▶ THE INPUT:

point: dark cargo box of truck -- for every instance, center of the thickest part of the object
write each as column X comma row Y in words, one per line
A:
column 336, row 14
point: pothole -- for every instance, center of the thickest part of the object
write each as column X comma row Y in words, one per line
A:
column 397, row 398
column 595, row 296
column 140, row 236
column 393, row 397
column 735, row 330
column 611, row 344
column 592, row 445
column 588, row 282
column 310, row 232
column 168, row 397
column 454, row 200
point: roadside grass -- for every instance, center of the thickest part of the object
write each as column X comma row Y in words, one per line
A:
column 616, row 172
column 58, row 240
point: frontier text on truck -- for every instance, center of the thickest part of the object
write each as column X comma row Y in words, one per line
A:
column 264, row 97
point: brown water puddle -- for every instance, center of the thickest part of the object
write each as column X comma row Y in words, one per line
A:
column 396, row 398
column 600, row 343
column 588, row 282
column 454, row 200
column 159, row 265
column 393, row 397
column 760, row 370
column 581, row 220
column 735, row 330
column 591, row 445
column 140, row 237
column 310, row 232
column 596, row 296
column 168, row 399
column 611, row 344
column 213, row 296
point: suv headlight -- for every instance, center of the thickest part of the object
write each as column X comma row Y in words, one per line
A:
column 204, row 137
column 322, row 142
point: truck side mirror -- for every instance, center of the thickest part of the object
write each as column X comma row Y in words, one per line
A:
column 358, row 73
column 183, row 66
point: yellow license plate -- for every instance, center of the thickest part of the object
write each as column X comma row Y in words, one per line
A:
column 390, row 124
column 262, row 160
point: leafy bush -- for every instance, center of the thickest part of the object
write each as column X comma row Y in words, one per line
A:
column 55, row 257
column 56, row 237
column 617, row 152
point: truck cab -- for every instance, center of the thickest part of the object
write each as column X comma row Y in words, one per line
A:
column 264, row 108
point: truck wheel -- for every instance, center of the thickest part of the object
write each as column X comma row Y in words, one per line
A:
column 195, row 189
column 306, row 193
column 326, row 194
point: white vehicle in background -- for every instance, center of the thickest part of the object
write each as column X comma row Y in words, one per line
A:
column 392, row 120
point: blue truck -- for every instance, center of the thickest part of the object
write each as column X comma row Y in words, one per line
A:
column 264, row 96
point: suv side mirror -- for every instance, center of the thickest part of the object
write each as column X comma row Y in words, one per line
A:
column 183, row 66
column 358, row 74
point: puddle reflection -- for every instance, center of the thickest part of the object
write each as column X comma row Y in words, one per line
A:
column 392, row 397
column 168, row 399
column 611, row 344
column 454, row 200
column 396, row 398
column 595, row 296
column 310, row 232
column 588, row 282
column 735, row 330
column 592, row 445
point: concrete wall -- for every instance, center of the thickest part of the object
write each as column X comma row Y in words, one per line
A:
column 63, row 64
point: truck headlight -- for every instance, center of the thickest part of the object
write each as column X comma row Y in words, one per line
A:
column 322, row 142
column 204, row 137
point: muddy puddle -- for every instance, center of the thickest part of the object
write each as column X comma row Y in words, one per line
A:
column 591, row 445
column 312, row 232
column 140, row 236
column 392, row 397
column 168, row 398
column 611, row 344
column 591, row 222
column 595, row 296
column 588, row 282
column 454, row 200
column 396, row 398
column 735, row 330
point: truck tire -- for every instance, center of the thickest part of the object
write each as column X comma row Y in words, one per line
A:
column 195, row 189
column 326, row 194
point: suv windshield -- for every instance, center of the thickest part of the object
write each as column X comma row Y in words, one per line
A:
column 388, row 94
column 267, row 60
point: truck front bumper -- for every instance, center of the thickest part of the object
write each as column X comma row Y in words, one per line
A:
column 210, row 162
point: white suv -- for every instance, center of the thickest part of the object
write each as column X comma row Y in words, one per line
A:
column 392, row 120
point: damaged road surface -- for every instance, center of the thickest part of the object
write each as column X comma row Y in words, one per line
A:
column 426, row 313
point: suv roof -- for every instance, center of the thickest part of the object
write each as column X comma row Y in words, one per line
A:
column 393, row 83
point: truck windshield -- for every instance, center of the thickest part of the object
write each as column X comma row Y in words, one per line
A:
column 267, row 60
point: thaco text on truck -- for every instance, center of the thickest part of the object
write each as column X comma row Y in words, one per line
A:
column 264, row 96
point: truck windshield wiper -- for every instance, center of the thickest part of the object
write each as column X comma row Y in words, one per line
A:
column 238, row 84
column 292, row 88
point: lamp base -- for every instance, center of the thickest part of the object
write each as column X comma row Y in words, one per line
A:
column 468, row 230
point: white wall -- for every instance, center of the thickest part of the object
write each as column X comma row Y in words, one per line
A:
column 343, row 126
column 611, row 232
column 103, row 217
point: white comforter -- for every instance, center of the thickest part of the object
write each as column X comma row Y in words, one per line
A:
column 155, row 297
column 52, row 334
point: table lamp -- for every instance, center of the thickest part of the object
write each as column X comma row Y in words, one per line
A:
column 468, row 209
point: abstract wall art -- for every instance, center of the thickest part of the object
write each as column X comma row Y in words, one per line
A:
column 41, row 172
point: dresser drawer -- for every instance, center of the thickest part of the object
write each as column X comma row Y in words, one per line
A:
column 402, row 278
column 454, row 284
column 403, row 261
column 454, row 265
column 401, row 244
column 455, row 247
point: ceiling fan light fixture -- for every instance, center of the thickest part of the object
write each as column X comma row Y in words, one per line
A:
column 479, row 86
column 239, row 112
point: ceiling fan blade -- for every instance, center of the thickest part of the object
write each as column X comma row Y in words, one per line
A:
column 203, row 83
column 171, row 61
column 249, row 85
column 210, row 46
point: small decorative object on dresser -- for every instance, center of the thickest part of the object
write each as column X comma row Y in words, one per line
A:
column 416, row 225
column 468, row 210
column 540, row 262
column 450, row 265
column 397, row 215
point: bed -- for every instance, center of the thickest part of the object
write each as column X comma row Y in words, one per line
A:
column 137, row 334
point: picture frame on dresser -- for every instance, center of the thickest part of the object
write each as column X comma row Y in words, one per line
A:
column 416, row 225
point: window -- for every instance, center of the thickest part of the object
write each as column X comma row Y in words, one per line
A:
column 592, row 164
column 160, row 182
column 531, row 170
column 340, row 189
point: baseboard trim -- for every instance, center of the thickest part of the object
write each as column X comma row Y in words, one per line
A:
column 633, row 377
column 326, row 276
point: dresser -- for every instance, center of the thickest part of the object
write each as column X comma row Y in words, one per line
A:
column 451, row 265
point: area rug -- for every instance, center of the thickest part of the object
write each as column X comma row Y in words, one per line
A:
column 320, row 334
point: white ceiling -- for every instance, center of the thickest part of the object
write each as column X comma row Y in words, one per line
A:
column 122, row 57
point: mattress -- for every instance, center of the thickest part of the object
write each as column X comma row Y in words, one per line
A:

▶ WHAT IS REQUIRED:
All entries must be repeated verbatim.

▶ TASK OUTPUT:
point: dark cargo box of truck -- for every instance, center of the thickest part of the object
write each as column X comma row Y in words, one per line
A:
column 336, row 14
point: pothole -- for every instance, center of the thickest part of the object
write each as column X comma row Y in words, one per line
A:
column 397, row 398
column 595, row 296
column 140, row 236
column 393, row 397
column 735, row 330
column 611, row 344
column 592, row 445
column 588, row 282
column 310, row 232
column 168, row 397
column 454, row 200
point: roadside grass -- for every instance, center of the thickest part of the object
write each as column X comma row Y in words, one per line
A:
column 616, row 172
column 58, row 240
point: frontier text on truck -- for every instance, center of the thickest part of the object
write each as column X comma row Y in words, one per line
A:
column 264, row 97
point: brown water puddle -- for every instance, center of the thickest part of the object
write each as column X comma row Y in words, one per line
A:
column 396, row 398
column 600, row 343
column 588, row 282
column 454, row 200
column 159, row 265
column 393, row 397
column 760, row 370
column 581, row 220
column 735, row 330
column 591, row 445
column 140, row 237
column 310, row 232
column 596, row 296
column 168, row 399
column 611, row 344
column 213, row 296
point: suv headlight -- for every instance, center of the thickest part of the object
write each as column X comma row Y in words, one per line
A:
column 204, row 137
column 322, row 142
point: truck side mirror -- for every instance, center of the thickest part of the object
write each as column X comma row Y in words, one per line
A:
column 358, row 73
column 183, row 66
point: yellow license plate -- for every instance, center of the thickest part of the object
write each as column X comma row Y in words, one per line
A:
column 390, row 124
column 262, row 160
point: leafy bush -- for every instance, center of the thickest part of the object
write each as column X comma row Y in words, one per line
A:
column 55, row 257
column 56, row 237
column 617, row 152
point: truck cab -- for every instance, center of the thickest part of the object
write each as column X comma row Y in words, one per line
A:
column 264, row 108
point: truck wheel -- for every instance, center of the thickest part of the object
write each as column X comma row Y in words, one per line
A:
column 195, row 189
column 306, row 193
column 326, row 194
point: white vehicle in background -- for every instance, center of the thickest part of the object
write each as column X comma row Y in words, one per line
A:
column 392, row 120
point: blue truck -- for every instance, center of the thickest part of the object
write each as column X comma row Y in words, one per line
A:
column 264, row 96
point: suv side mirror -- for every instance, center of the thickest part of the object
write each as column X comma row Y in words, one per line
A:
column 183, row 66
column 358, row 74
point: puddle reflection -- for every instance, center of the thickest part of the object
write each as column X comma row Y in words, one per line
A:
column 392, row 397
column 168, row 399
column 611, row 344
column 454, row 200
column 396, row 398
column 595, row 296
column 310, row 232
column 588, row 282
column 735, row 330
column 592, row 445
point: concrete wall -- for every instance, center of the thickest part of the object
write each as column X comma row Y in words, one per line
A:
column 63, row 64
point: truck headlight -- for every instance, center of the thickest part of the object
write each as column X comma row Y in words, one per line
A:
column 322, row 142
column 204, row 137
point: muddy puddle -- for every instance, center of the thickest part of the object
write each as column X comma row Y in words, one per line
A:
column 591, row 445
column 312, row 232
column 140, row 236
column 392, row 397
column 168, row 398
column 611, row 344
column 591, row 222
column 595, row 296
column 588, row 282
column 454, row 200
column 396, row 398
column 735, row 330
point: truck tire -- for every instance, center of the thickest part of the object
write each as column X comma row Y in words, one per line
A:
column 195, row 189
column 326, row 194
point: suv windshield -- for every instance, center of the thickest part of the object
write each as column X comma row Y in words, one per line
A:
column 388, row 94
column 267, row 60
point: truck front bumper -- for every instance, center of the thickest part of the object
write each as column X comma row Y in words, one per line
A:
column 210, row 162
point: white suv -- for every instance, center of the thickest part of the object
write each as column X comma row Y in words, one per line
A:
column 392, row 120
point: damaged road surface -- for every instance, center of the thickest part of the object
write each as column X comma row Y in words, one per line
A:
column 426, row 313
point: suv roof -- for every instance, center of the thickest part of the object
write each as column X comma row Y in words, one per line
A:
column 393, row 83
point: truck windshield -- for every instance, center of the thickest part of the object
write each as column X comma row Y in words, one per line
A:
column 267, row 60
point: thaco text on truck -- for every instance, center of the thickest part of the object
write each as column X comma row Y in words, one per line
A:
column 264, row 96
point: truck windshield wiper -- for every instance, center of the thickest part of the object
write each as column X comma row Y in words, one per line
A:
column 238, row 84
column 292, row 88
point: lamp base -- for every instance, center of the thickest part of the object
write each as column X comma row Y in words, one per line
A:
column 468, row 230
point: white wall -- for every instance, center of the thickest part of the object
write each as column X comma row Y in words, one per line
A:
column 343, row 126
column 611, row 232
column 103, row 217
point: white comforter -- for every instance, center of the thickest part of the object
write each as column X comma row Y in words, one per line
A:
column 155, row 297
column 52, row 334
point: table lamp -- for every instance, center of the thickest part of the object
write each as column X comma row Y in words, one per line
A:
column 468, row 209
point: abstract wall art -- for every instance, center of the thickest part of the object
write each as column X comma row Y in words, one per line
A:
column 41, row 172
point: dresser drawer -- for every instance, center of the thickest part of the object
write each as column X comma row Y in words, one per line
A:
column 402, row 278
column 454, row 284
column 403, row 261
column 454, row 265
column 401, row 244
column 455, row 247
point: ceiling fan light fixture -- for every instance, center of the thickest part of the object
write each as column X comma row Y in words, one per line
A:
column 479, row 86
column 239, row 112
point: ceiling fan blade -- for every instance, center of the thickest part of the object
write each as column X comma row Y in words, one per line
A:
column 203, row 83
column 171, row 61
column 249, row 85
column 210, row 46
point: small decorative object on dresser -- for every instance, center of the thickest part of the object
write each as column X comma row Y in words, one per line
A:
column 416, row 225
column 468, row 210
column 540, row 262
column 450, row 265
column 397, row 215
point: bed -- for every instance, center of the thickest part of the object
write each as column X comma row Y in words, one per line
A:
column 137, row 334
point: picture frame on dresser -- for every instance, center of the thickest part of the object
write each as column X comma row Y in words, one per line
A:
column 416, row 225
point: window -- for every instance, center of the thickest part of the object
write each as column X comma row Y in words, one per line
A:
column 592, row 164
column 160, row 182
column 531, row 170
column 340, row 189
point: baseboard trim -- for every instance, center of the thickest part of the object
write each as column X comma row Y in words, one per line
A:
column 633, row 377
column 326, row 276
point: dresser -- for every instance, center of the thickest part of the object
write each as column X comma row Y in words, one per line
A:
column 451, row 265
point: area rug -- for every instance, center of the thickest part of the object
write each as column X comma row Y in words, one per line
A:
column 320, row 334
point: white ceiling -- for every instance, center of the thickest part of the object
write each as column X comma row Y in words, one per line
A:
column 122, row 57
point: mattress -- for every instance, center of the thickest part of the object
write each as column X comma row Y in words, one per line
A:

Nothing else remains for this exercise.